PHILADELPHIA (CBS) -- The Philadelphia Parking Authority Board adopted a new budget Friday that assumes meter rates and ticket fines will go up this year, but any increases would have to clear city council first.

Senior director Rick Dixon stressed the benefits to city and school district coffers from the rate hikes, and how the increases would generate an additional $10 million in revenue.

Dixon explains that the city would get an additional $3 million and the school district about $500,000, but most of the money would go to pension costs.

"That are going up an average of 34 percent a year over the last 14 years," said Dixon. "That squeezes the amount of cash that's available for the school district."

Dixon says he's already run these numbers by finance officials.

"They supported the revenue enhancements that we put into this budget," said Dixon.

But it's City Council who would have to approve a rate increase and Councilwoman Helen Gym, for one, is skeptical.

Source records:
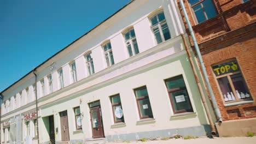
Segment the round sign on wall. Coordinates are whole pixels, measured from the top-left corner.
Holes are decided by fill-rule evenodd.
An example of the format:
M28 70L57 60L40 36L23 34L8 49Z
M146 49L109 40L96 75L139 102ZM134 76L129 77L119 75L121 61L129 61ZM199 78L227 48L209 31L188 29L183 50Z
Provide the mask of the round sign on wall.
M123 110L120 107L118 107L115 110L115 117L118 118L121 118L123 117Z

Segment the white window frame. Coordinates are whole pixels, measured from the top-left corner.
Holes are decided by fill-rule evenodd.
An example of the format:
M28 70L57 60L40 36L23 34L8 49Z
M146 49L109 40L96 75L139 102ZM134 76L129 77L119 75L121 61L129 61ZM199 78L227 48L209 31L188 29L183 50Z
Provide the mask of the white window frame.
M110 46L110 48L109 47L109 45ZM107 50L105 51L105 46L106 46L106 48L107 48ZM105 57L105 60L106 62L107 63L107 67L110 67L111 65L113 65L115 64L115 61L114 60L114 55L113 55L113 51L112 51L112 46L111 45L111 43L110 41L106 43L104 45L103 45L102 47L104 51L104 56ZM112 56L113 56L113 63L112 63L112 61L111 61L111 56L110 56L110 53L112 53Z
M91 75L95 73L94 71L94 64L92 57L91 56L91 52L89 52L84 56L85 59L87 71L88 72L89 75Z
M49 92L48 94L50 94L53 93L53 76L51 76L51 74L50 74L48 76L48 88L49 88Z
M134 37L132 37L132 35L131 35L131 32L132 30L133 30L133 32L134 32ZM129 33L129 34L130 38L128 39L126 39L126 38L125 36L127 33ZM124 33L124 39L125 39L125 44L126 45L127 50L129 57L132 57L132 56L134 56L135 55L137 55L137 54L139 53L139 49L138 49L138 43L137 42L136 35L135 34L135 31L134 31L134 28L129 28L126 31L125 31L125 32ZM138 53L137 53L135 52L135 46L134 46L134 45L135 44L137 44L137 46L138 47ZM131 51L132 51L132 53L131 53L132 55L130 55L130 53L129 52L129 46L131 46Z
M58 70L58 75L59 75L59 88L61 89L64 87L64 81L63 79L63 69L60 69Z
M159 18L158 17L158 14L159 14L160 13L163 13L164 15L165 16L165 20L162 20L161 21L160 21ZM156 19L157 19L158 23L155 24L155 25L153 26L152 23L152 19L155 16L156 16ZM164 37L164 33L162 32L163 29L162 29L162 27L161 27L162 25L166 24L167 28L167 28L168 29L168 31L169 31L169 34L170 34L170 38L168 39L170 39L172 38L172 37L171 35L171 32L170 31L170 29L169 29L169 26L168 26L168 24L167 23L166 18L165 17L165 14L164 14L163 10L161 10L160 11L159 11L159 12L155 13L155 14L154 14L154 15L150 17L149 19L150 19L150 22L151 22L151 30L152 31L152 32L153 32L153 33L154 34L154 36L155 37L155 42L157 44L161 44L161 43L164 43L164 41L165 41L166 40L168 40L168 39L167 40L165 39L165 37ZM159 32L160 33L160 36L161 36L161 40L162 40L162 41L161 43L158 43L158 40L157 40L156 35L155 34L155 32L154 32L154 29L155 28L158 28L158 31L159 31Z
M77 81L77 67L75 65L75 62L73 61L69 64L70 66L70 73L71 75L71 83L73 83Z
M41 84L41 97L45 95L45 87L44 86L44 79L43 79L40 81Z

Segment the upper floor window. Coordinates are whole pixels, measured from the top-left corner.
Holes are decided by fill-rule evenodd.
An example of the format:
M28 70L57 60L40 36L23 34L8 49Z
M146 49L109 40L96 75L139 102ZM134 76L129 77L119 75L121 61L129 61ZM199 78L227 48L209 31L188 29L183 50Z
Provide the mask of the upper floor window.
M212 67L225 104L252 100L246 83L236 59Z
M171 38L169 28L163 11L154 15L150 19L151 28L153 32L158 44Z
M44 87L44 79L42 79L40 81L41 84L41 97L43 97L45 95L45 88Z
M59 70L58 71L59 75L59 84L60 88L62 88L64 87L64 81L63 79L63 71L62 69Z
M48 87L49 94L53 93L53 77L51 75L48 76Z
M106 61L107 65L108 67L115 64L114 62L114 57L113 56L112 47L110 42L107 43L103 46L104 49L104 53L105 54Z
M203 22L217 15L212 0L189 0L197 23Z
M75 67L75 62L73 62L70 64L70 67L71 68L71 82L72 83L74 83L77 82L77 68Z
M125 43L129 53L130 57L131 57L139 52L138 44L137 43L136 37L134 29L131 28L127 31L124 34Z
M92 58L91 57L91 52L87 54L85 57L86 61L86 66L88 74L90 75L92 75L94 74L94 61L92 61Z

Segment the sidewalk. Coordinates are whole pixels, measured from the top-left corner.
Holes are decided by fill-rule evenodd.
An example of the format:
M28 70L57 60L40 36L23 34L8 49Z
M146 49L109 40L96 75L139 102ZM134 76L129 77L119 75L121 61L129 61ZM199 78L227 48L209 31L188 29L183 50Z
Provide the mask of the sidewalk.
M218 137L213 139L208 137L199 137L196 139L184 140L169 139L167 140L153 140L142 142L141 141L131 141L126 142L107 142L106 144L256 144L256 136L248 137Z

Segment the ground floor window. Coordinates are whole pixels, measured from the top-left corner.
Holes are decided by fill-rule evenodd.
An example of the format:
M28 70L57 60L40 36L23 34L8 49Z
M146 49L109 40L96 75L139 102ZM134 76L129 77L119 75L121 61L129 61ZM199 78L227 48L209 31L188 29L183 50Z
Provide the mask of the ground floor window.
M81 113L80 112L80 107L74 108L74 111L75 117L75 127L77 130L82 129Z
M153 115L147 87L145 86L135 89L134 92L136 97L139 118L141 119L153 118Z
M182 75L168 79L165 81L174 113L193 112Z
M115 123L124 122L124 113L119 94L110 97L112 105L113 113L114 113L114 121Z
M252 99L236 59L226 60L212 68L225 103Z

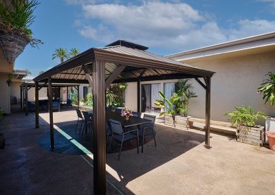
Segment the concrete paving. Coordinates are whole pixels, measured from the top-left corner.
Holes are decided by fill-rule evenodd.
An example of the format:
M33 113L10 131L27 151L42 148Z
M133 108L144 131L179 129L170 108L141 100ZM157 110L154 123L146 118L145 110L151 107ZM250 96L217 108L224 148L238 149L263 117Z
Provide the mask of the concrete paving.
M38 144L48 130L48 113L40 114L35 129L33 114L8 116L0 131L6 137L0 150L0 194L91 194L89 155L50 152ZM74 125L75 111L54 113L60 129ZM204 147L204 133L175 129L158 121L157 147L144 145L144 153L107 154L107 179L126 194L274 194L275 152L211 133L211 149ZM107 183L109 194L118 194Z

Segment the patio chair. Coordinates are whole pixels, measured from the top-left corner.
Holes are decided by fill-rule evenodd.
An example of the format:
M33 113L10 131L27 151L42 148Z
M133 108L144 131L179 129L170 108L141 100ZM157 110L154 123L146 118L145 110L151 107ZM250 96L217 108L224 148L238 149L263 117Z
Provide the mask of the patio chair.
M82 132L82 135L83 135L84 130L87 128L88 132L91 132L91 134L93 133L92 129L92 123L93 120L91 118L91 113L87 111L82 111L83 116L84 116L84 128ZM91 115L92 116L92 115Z
M144 137L148 135L152 135L154 137L155 146L157 147L157 143L155 142L155 122L156 117L154 115L144 114L143 116L144 119L151 120L151 123L145 124L141 126L142 130L140 133L140 136L142 138L142 152L143 153L143 144L144 141Z
M121 150L122 148L123 143L127 141L130 141L133 139L137 139L138 140L138 154L139 153L139 146L140 146L140 140L138 135L138 129L131 130L130 131L127 131L126 133L123 132L122 127L121 126L120 122L118 121L115 121L113 119L110 119L109 121L110 123L111 128L112 130L112 135L111 137L110 145L109 147L109 151L111 150L111 146L112 144L113 139L116 141L120 142L120 150L118 154L118 161L120 160ZM136 135L133 134L132 133L136 132Z
M74 130L74 132L76 132L76 129L78 125L78 123L80 122L80 130L79 130L79 133L80 133L81 129L82 129L82 126L84 122L83 116L81 114L81 111L79 109L76 109L76 114L78 115L78 121L76 122L76 129Z
M122 108L116 108L115 113L120 115L122 113Z
M138 113L138 112L132 112L133 116L136 117L142 117L142 113Z

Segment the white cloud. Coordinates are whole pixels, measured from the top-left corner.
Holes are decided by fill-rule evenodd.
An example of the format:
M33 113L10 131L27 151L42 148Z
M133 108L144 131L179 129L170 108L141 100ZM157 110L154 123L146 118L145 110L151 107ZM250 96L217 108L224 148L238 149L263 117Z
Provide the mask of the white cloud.
M137 5L66 1L81 3L85 22L80 34L104 44L126 39L149 47L185 50L275 30L275 21L260 19L241 20L234 27L221 28L211 14L184 3L155 1Z

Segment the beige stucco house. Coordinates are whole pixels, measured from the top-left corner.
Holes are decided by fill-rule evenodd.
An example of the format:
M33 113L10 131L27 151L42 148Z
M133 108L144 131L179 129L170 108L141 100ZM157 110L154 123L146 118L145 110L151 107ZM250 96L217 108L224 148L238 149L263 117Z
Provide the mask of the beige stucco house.
M250 36L242 39L168 55L166 57L216 72L212 79L211 119L227 121L227 111L234 106L249 105L254 111L275 115L275 108L264 104L261 95L257 93L265 75L275 71L275 32ZM173 93L177 80L142 82L151 99L146 111L157 113L153 102L157 91L167 95ZM205 90L192 81L197 98L191 100L188 115L199 118L205 116ZM137 89L135 82L129 83L126 106L136 110ZM175 84L174 84L175 85ZM151 93L151 94L150 94ZM142 95L142 91L141 91ZM143 98L143 97L142 97ZM148 101L147 100L147 102ZM263 122L262 122L263 123Z

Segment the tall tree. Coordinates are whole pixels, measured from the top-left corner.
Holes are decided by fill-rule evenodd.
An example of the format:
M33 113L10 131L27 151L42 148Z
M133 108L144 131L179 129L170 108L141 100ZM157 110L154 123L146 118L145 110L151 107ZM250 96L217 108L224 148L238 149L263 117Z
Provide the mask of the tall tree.
M72 58L78 55L80 53L79 49L76 48L72 48L71 50L69 50L69 55L71 56Z
M60 62L63 63L64 60L69 59L69 54L66 49L59 47L54 50L54 54L52 54L52 59L60 58Z

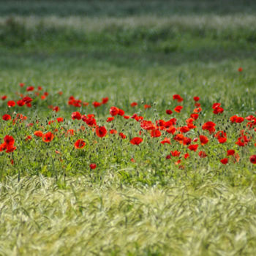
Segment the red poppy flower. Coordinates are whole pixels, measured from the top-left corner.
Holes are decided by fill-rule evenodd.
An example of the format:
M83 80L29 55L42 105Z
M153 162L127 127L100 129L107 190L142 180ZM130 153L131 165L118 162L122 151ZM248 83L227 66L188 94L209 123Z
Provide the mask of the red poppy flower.
M171 133L172 135L174 135L174 133L176 132L177 129L174 127L170 127L166 132L168 133Z
M215 108L213 113L216 115L223 113L224 109L221 107Z
M185 159L187 159L187 158L189 157L189 153L186 153L184 155L184 157Z
M41 131L35 131L35 132L34 132L34 135L35 135L35 136L37 136L37 137L42 137L43 133L42 133L42 132L41 132Z
M110 114L113 116L116 116L119 112L119 109L116 107L111 107L109 110Z
M132 145L139 145L142 143L143 140L140 137L133 138L129 142Z
M182 140L182 144L183 145L189 145L191 143L191 138L187 138L187 137L184 137L183 138Z
M22 100L26 103L26 104L28 104L28 103L31 103L32 101L33 101L33 99L31 98L29 96L26 96L24 97Z
M211 108L212 108L212 109L214 109L214 108L216 108L220 107L220 105L221 105L221 104L219 103L219 102L214 103L214 104L212 105L212 106L211 106Z
M7 147L12 147L15 143L13 137L10 135L6 135L4 138L4 141Z
M107 119L107 122L109 123L109 122L110 122L111 121L113 121L114 119L115 119L115 118L113 116L108 117L108 119Z
M167 143L167 144L170 144L170 140L168 138L165 138L164 140L162 140L161 142L160 142L161 144L165 144L165 143Z
M88 117L86 117L86 116L83 116L82 120L85 121L86 124L91 127L96 127L97 126L96 119L92 116L89 117L89 115L87 115L87 116Z
M97 127L96 128L96 135L99 138L105 137L107 132L107 129L105 127Z
M173 140L182 143L184 138L184 135L182 133L178 133L173 137Z
M186 132L189 132L189 130L190 130L190 129L188 127L181 127L179 129L179 131L181 133L186 133Z
M173 157L179 157L179 155L181 154L181 152L176 150L174 151L170 151L170 154L172 154Z
M12 118L11 116L10 116L8 114L4 114L1 118L4 121L8 121L8 120L10 120Z
M60 108L58 106L56 106L53 108L53 110L55 112L59 112L60 110Z
M189 145L188 146L188 148L192 151L196 151L197 150L198 145L197 144L194 144L194 145Z
M7 102L7 105L9 108L12 108L12 107L14 107L15 105L15 102L14 100L10 100L8 102Z
M71 115L71 117L73 120L75 119L80 120L82 118L82 116L80 113L80 112L73 112Z
M228 159L227 158L223 158L220 160L221 163L223 165L227 165L228 163Z
M26 141L31 140L32 140L32 136L28 135L26 137L26 139L25 139Z
M200 151L198 153L198 156L200 157L200 158L205 158L207 157L207 154L205 151Z
M208 138L205 135L200 135L199 139L202 146L207 144L209 141Z
M98 102L92 102L92 105L94 105L94 108L98 108L102 105L102 103Z
M109 131L109 133L110 133L111 135L116 135L117 134L117 130L112 129Z
M61 122L64 121L63 117L57 117L56 120L57 120L58 123L61 123Z
M6 152L7 153L12 153L15 150L16 150L16 147L13 146L7 146L7 150L6 150Z
M174 94L173 96L173 99L176 99L178 102L181 102L183 101L183 98L181 98L178 94Z
M194 113L200 113L201 111L202 111L202 108L195 108L193 110Z
M102 104L106 104L108 102L108 98L106 97L105 98L102 99Z
M197 120L199 117L199 115L193 113L190 115L190 117L194 120Z
M203 124L202 129L208 130L209 133L211 134L215 132L215 126L216 124L211 121L208 121Z
M75 143L74 146L75 148L80 149L86 146L86 142L84 141L84 140L79 139Z
M151 121L143 120L140 122L140 127L146 130L151 130L155 129L155 126Z
M29 86L29 87L26 88L26 91L34 91L34 87L33 86Z
M91 170L95 169L96 167L97 167L96 164L91 164L91 165L90 165L90 168L91 168Z
M119 132L119 136L122 138L122 139L125 139L127 138L127 136L122 133L122 132Z
M174 108L174 111L177 113L181 113L181 109L183 108L182 106L177 106Z
M244 118L241 116L238 116L236 115L235 116L232 116L230 118L231 123L238 123L238 124L241 124L244 121ZM248 119L247 119L248 120Z
M225 143L227 141L227 134L224 131L219 131L214 137L218 139L219 143Z
M227 150L227 156L233 156L234 154L235 154L235 151L233 149Z
M17 105L20 107L23 106L26 103L22 99L20 99L17 102Z
M256 165L256 154L251 156L249 160L252 164Z
M67 131L67 135L74 135L74 129L69 129Z
M161 136L161 132L159 129L152 129L151 132L151 136L152 138L160 137Z
M122 109L119 108L118 115L119 116L124 116L124 111Z
M150 108L151 108L151 106L150 105L147 105L147 104L144 105L144 108L145 109Z
M42 140L44 142L49 143L53 140L54 135L50 132L46 132L42 136Z

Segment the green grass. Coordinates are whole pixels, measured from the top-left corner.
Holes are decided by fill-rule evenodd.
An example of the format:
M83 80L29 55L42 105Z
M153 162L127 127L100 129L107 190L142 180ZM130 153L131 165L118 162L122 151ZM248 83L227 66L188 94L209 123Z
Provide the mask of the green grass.
M196 190L69 178L60 190L42 176L1 187L1 254L253 255L255 195L205 183Z
M229 118L255 116L255 12L254 1L0 1L0 97L34 98L31 108L0 102L1 116L27 116L15 125L0 121L1 143L10 135L17 146L0 152L0 255L254 255L255 132ZM49 96L35 98L28 86ZM180 104L176 94L184 109L167 116ZM69 106L72 95L90 105ZM186 135L204 134L210 142L181 157L184 168L175 164L178 158L165 159L170 151L188 151L173 140L161 145L169 134L152 139L140 123L120 116L106 123L114 105L152 121L176 117L184 126L194 96L203 111ZM106 105L93 107L105 97ZM214 102L223 114L213 114ZM95 114L99 125L127 138L97 137L71 119L74 111ZM48 124L60 116L64 123ZM227 132L227 143L202 131L209 120ZM50 143L33 135L82 124L83 131L56 132ZM234 143L244 129L252 139L239 147ZM143 142L131 145L139 130ZM86 147L75 150L80 138ZM240 160L224 165L219 160L230 148ZM200 150L208 157L200 159Z

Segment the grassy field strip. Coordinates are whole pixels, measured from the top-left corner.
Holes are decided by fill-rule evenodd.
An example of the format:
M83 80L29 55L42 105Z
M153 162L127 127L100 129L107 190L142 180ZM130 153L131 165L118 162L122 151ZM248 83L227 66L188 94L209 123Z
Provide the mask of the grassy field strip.
M28 28L42 24L56 28L72 28L86 31L101 31L106 29L110 31L124 27L134 29L137 27L146 29L159 29L170 27L170 29L183 28L183 29L211 29L225 31L226 29L237 30L239 29L255 31L256 16L255 15L235 14L233 15L176 15L170 17L157 17L154 15L140 15L135 17L124 17L122 18L114 17L79 17L68 16L38 17L29 15L23 16L1 16L0 24L2 26L10 18L22 23ZM113 26L116 26L116 27ZM243 31L241 31L243 32Z
M1 184L0 254L239 255L256 245L250 188L87 186L69 178Z

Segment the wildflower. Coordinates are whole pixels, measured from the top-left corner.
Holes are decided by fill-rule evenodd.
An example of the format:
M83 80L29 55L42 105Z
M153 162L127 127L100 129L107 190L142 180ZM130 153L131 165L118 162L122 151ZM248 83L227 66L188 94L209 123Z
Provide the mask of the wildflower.
M188 148L192 151L196 151L198 148L198 144L189 145Z
M12 107L14 107L15 105L15 102L14 100L10 100L8 102L7 102L7 105L9 108L12 108Z
M122 132L119 132L119 136L122 138L122 139L125 139L127 138L127 136L122 133Z
M228 159L227 158L223 158L220 160L221 163L223 165L227 165L228 163Z
M116 107L111 107L109 110L110 114L113 116L116 116L119 112L119 109Z
M77 149L83 148L85 146L86 146L86 142L84 141L84 140L81 140L81 139L78 140L74 144L75 148L77 148Z
M151 136L152 138L160 137L161 136L161 132L159 129L152 129L151 132Z
M209 139L205 135L200 135L199 139L202 146L207 144L209 141Z
M108 102L108 98L106 97L105 98L102 99L102 104L106 104Z
M42 133L42 132L41 132L41 131L35 131L35 132L34 132L34 135L35 135L35 136L37 136L37 137L42 137L43 133Z
M107 129L105 127L97 127L96 128L96 135L99 138L105 137L107 132Z
M211 134L215 132L215 126L216 126L216 124L209 121L203 124L202 129L208 130L209 133Z
M200 158L205 158L205 157L207 157L207 154L206 154L206 153L205 152L205 151L200 151L199 153L198 153L198 156L200 157Z
M97 167L96 164L91 164L91 165L90 165L90 168L91 168L91 170L95 169L96 167Z
M252 164L256 165L256 154L251 156L249 160Z
M182 108L183 108L182 106L177 106L174 108L174 111L177 113L181 113L181 110Z
M73 112L71 115L71 117L73 120L75 119L80 120L82 118L82 116L80 113L80 112Z
M4 121L8 121L10 120L12 118L11 116L8 115L8 114L4 114L1 118Z
M42 140L45 143L49 143L53 140L54 135L50 132L46 132L42 135Z
M183 98L178 94L174 94L173 96L173 99L175 100L176 99L178 102L181 102L183 101Z
M235 154L235 151L233 149L227 149L227 156L233 156Z
M129 142L132 145L139 145L142 143L143 140L140 137L133 138Z

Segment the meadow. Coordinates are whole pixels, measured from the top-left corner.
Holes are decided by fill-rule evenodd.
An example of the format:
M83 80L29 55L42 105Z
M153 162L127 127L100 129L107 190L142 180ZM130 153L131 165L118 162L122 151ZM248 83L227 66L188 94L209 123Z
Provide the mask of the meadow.
M254 1L0 1L0 255L254 255Z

| PROBLEM STATEMENT |
According to the parking budget article, how much additional revenue would the rate hikes generate?

| EXERCISE RESULT |
An additional $10 million.